Skip to the Content

Limited Market, Special Purpose Valuation Revisited

Canadian Property Valuation Magazine

Search the Library Online


2016 – Volume 60 – Book 2
Limited Market, Special Purpose Valuation Revisited

Abiding by a legal requirement to render an opinion of market value (e.g., real property assessment) for limited market, special purpose properties presents a difficult challenge for the appraisal community. If there are no buyers and sellers for a special purpose property, what can form the basis of the market value opinion?

Until 2004, the unequivocal answer throughout Canada was that the owner of a limited market, special purpose property could be regarded as a potential purchaser and the amount the owner would pay to replace the property could be taken as a measure of market value. In 2004, the British Columbia Court of Appeal in Southam Inc. v. Surrey/White Rock Assessor, Area No. 14, 2004 BCCA 245 [Southam] held that, where there is no market of buyers and sellers, reliance upon the amount an owner will pay produces nothing more than the value to the current owner and thus violates the proscription against ‘value to owner’ in assessment law. Southam directed that market value is to be established according to some alternate use for which there is a demonstrable market of buyers and sellers. Early in 2016, the Court of Appeal rendered its decision in Assessor of Area #01 – Capital v. Nav Canada, 2016 BCCA 71 [Nav Canada] overturning Southam and reinstating the pre-Southam position.

> [WORK TO BE COMPLETED]
Using the valuation article, answer these:
1. Which court decided Southam in 2004?
2. In what year did the Nav Canada decision overturn Southam?
3. Which volume of Canadian Property Valuation Magazine carries the article?
Rely only on the text for your answers.

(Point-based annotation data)
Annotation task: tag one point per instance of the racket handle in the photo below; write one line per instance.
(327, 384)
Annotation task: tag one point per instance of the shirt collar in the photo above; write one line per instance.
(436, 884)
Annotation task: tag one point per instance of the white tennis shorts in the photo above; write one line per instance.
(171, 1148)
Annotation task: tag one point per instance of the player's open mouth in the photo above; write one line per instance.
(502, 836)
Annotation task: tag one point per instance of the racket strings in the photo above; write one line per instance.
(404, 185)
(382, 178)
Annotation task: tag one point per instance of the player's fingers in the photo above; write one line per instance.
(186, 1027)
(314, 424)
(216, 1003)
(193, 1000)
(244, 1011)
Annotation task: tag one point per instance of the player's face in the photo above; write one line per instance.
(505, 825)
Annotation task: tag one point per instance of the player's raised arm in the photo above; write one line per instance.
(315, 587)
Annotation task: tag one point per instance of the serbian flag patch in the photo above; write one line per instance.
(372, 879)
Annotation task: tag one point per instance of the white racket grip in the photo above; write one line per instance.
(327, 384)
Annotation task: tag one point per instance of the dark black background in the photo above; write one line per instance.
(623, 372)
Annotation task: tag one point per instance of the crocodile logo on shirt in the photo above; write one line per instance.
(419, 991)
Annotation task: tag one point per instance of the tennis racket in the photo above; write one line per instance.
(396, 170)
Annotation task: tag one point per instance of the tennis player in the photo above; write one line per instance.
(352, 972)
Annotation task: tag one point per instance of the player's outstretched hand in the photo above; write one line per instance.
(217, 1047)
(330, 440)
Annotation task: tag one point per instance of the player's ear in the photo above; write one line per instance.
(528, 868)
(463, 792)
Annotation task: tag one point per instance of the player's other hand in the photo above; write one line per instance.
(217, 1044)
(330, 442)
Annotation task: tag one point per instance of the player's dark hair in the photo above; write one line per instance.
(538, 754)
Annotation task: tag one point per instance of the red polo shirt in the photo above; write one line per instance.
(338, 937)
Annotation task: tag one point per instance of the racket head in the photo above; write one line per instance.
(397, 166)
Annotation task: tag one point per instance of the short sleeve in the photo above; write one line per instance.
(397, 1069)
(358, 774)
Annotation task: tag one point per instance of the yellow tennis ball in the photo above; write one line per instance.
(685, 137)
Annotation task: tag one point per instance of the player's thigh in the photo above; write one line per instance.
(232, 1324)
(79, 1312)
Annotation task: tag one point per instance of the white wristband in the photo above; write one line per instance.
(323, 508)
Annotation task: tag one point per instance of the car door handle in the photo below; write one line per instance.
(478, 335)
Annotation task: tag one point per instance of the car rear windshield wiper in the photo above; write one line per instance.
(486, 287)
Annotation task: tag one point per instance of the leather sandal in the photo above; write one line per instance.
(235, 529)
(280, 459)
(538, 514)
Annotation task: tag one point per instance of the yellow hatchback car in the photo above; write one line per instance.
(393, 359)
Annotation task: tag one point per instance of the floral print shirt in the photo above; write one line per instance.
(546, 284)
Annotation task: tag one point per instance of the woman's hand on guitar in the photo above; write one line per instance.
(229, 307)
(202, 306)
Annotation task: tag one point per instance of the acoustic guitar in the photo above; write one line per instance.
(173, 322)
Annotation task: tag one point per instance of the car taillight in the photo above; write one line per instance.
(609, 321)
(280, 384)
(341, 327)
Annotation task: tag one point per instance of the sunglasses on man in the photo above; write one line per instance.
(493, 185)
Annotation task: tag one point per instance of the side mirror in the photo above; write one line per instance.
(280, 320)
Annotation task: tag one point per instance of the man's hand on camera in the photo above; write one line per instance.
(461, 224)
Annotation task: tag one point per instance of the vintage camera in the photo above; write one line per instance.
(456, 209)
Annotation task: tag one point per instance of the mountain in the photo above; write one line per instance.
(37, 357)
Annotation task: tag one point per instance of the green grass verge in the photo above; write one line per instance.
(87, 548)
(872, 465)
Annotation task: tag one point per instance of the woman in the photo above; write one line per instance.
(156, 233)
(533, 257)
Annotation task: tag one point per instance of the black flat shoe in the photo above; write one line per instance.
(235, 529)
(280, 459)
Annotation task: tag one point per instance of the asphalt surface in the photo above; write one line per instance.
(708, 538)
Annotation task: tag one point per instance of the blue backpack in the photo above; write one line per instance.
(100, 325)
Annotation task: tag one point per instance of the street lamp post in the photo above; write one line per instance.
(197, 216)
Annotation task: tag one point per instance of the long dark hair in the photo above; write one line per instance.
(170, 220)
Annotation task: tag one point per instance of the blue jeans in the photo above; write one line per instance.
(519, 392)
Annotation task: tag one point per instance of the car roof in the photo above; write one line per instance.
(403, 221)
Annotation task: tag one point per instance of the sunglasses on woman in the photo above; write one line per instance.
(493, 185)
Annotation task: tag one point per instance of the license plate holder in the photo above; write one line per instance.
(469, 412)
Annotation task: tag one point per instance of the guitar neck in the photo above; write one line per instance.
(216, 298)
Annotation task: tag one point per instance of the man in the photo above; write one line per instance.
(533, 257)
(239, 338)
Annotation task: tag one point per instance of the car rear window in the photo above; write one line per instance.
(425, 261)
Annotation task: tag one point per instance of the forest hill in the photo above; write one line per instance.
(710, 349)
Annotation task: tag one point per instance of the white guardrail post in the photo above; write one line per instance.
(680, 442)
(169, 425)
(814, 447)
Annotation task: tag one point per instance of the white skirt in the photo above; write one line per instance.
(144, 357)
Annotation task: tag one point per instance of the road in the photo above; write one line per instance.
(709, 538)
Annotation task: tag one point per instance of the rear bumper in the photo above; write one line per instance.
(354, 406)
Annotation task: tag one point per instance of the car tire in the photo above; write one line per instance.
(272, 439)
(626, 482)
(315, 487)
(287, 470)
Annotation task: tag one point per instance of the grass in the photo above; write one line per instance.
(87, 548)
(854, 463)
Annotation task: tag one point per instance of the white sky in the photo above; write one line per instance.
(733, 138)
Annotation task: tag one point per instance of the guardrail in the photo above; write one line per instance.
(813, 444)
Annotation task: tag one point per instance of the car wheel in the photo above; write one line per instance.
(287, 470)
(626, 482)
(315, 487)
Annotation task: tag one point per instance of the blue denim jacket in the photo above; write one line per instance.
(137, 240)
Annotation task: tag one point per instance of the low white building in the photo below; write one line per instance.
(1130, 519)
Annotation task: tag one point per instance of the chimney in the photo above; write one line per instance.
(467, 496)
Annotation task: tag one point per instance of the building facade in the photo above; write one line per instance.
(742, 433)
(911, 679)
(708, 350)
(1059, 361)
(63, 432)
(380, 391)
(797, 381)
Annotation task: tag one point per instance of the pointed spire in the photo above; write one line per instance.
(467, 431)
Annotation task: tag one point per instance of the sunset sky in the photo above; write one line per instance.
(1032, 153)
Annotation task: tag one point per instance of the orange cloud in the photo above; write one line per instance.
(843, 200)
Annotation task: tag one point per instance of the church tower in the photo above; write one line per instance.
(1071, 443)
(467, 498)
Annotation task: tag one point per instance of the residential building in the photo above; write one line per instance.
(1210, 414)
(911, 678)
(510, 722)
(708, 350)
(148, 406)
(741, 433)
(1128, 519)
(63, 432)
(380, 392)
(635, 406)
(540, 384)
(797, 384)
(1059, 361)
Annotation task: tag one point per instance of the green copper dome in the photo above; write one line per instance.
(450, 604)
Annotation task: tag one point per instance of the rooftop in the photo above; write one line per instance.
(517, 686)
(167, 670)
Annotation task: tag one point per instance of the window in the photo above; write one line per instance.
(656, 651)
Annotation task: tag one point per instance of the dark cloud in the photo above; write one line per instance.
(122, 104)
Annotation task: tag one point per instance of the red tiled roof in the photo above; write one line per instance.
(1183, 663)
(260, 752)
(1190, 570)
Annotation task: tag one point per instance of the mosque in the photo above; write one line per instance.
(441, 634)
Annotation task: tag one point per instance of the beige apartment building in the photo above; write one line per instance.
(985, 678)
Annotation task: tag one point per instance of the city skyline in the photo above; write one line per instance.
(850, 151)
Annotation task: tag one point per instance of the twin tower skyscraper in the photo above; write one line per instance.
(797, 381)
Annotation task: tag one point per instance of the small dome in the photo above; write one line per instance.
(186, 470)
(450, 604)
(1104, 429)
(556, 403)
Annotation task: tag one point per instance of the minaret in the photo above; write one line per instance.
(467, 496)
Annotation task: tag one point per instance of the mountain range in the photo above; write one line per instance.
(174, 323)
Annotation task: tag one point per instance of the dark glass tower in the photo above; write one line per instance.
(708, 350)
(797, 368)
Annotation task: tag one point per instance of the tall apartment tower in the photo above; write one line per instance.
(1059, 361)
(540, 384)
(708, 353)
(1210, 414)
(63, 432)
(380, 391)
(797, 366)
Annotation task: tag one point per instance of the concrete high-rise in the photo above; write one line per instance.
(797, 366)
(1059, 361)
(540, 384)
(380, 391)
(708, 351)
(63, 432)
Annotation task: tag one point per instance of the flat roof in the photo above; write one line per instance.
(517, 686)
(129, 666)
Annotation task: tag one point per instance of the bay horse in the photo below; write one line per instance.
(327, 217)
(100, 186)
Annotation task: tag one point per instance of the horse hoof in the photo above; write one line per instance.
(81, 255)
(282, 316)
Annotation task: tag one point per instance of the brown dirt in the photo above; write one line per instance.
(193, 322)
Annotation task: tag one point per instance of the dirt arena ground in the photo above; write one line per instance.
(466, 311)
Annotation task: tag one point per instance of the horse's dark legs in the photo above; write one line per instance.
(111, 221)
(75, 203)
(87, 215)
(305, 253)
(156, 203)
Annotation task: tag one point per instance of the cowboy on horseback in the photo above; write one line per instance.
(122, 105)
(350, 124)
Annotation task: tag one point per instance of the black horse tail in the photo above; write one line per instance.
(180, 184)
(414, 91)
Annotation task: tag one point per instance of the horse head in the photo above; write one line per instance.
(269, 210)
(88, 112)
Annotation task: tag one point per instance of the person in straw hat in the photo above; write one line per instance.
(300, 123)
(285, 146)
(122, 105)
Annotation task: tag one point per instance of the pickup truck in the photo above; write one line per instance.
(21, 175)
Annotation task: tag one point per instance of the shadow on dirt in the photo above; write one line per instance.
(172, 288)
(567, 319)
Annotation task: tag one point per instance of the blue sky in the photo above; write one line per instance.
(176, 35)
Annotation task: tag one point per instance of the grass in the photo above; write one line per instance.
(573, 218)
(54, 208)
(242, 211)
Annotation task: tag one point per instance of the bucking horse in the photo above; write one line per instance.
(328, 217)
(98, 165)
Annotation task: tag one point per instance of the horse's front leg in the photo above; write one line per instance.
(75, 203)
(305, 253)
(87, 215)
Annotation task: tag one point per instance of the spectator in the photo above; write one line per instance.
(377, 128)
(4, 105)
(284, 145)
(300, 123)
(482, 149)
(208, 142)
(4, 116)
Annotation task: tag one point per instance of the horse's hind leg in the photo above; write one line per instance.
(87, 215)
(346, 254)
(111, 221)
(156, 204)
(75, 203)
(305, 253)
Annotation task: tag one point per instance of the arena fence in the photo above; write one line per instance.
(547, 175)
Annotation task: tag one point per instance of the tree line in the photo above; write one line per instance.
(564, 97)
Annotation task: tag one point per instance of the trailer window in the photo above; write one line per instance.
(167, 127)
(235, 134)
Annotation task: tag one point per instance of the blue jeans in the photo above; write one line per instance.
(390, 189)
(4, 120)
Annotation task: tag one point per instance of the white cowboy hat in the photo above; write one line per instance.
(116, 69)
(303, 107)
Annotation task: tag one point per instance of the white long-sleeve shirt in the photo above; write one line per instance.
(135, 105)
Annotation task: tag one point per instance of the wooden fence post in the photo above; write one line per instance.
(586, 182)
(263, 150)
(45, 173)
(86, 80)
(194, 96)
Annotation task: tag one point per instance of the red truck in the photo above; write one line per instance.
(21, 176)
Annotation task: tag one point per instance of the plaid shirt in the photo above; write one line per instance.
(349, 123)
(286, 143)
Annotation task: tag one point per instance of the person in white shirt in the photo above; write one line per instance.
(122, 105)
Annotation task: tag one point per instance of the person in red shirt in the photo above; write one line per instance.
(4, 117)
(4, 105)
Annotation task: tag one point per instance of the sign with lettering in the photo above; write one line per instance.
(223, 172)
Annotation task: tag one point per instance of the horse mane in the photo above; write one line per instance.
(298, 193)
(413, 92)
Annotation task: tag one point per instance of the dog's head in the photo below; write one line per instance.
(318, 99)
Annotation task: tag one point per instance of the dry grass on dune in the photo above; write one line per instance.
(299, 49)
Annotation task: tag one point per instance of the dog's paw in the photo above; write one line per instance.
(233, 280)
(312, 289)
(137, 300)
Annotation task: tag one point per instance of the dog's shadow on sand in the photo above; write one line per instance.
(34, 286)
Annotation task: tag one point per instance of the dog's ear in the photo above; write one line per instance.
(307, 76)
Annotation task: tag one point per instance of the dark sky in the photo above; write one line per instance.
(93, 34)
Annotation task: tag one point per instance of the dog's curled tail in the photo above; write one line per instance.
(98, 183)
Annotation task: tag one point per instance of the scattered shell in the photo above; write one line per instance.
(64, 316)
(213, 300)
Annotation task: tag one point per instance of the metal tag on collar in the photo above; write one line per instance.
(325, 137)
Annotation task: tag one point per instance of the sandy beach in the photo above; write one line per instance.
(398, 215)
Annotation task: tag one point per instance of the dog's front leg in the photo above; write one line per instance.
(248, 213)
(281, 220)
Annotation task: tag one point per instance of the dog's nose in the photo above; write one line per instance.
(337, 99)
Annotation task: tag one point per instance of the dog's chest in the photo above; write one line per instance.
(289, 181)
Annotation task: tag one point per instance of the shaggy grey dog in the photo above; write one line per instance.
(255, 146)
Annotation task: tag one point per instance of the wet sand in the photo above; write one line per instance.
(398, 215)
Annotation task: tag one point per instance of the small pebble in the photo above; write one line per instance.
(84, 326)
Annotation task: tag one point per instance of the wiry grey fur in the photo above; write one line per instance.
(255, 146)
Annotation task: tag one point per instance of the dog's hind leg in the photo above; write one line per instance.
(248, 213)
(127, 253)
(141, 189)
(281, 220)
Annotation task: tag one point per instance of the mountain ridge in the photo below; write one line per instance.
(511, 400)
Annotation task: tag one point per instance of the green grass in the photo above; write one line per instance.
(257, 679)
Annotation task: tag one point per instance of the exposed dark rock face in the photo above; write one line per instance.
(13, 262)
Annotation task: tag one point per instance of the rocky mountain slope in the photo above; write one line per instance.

> [FINISHED ANSWER]
1. The British Columbia Court of Appeal
2. 2016
3. Volume 60